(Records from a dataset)
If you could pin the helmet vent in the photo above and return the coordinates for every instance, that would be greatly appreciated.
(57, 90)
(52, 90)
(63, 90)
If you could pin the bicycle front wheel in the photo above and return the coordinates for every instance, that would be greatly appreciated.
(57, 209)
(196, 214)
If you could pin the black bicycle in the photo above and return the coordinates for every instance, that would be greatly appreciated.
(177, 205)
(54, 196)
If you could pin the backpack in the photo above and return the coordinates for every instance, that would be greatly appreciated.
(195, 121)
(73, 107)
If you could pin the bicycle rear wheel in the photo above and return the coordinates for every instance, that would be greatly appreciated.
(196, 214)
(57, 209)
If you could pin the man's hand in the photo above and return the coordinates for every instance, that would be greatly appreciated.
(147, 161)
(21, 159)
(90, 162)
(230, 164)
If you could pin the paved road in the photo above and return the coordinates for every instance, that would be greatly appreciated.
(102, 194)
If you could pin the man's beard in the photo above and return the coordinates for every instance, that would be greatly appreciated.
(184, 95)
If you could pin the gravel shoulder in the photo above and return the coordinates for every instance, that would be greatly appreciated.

◆ EXERCISE PROMPT ◆
All of the entries above must be quoted exactly.

◆ THE COMPLETED TASK ◆
If you could pin the helmet vent in the photo above and return the coordinates for every instance, that would be greatly appreciated.
(57, 90)
(52, 90)
(63, 90)
If you could pin the bicycle front wheel in the photo above and return the coordinates for every instance, that would be greatly appreciated.
(57, 209)
(196, 214)
If you could pin the black bicycle in the photo above and return the coordinates for every instance, that would be greatly appreciated.
(177, 205)
(54, 196)
If you could pin the backpack in the photo above and return the coordinates for every instance, that would be greatly appreciated.
(195, 121)
(73, 107)
If you could pin the bicycle rear wheel in the photo above and return the coordinates for every instance, that would be greatly appreciated.
(196, 214)
(57, 209)
If you could pin the man's hand in the photo above and return the coordinates for every instance, that would be greatly appreciated.
(147, 161)
(21, 159)
(90, 162)
(230, 164)
If you could pin the paved road in the photo above and return the coordinates for every instance, that would be greatly appreciated.
(102, 194)
If you could pin the man's beard in the photo above and return the coordinates for every instance, that would be greatly appreciated.
(184, 95)
If you could pin the gravel shoulder in the photo above and return the coordinates for every instance, that would be greatly appreciated.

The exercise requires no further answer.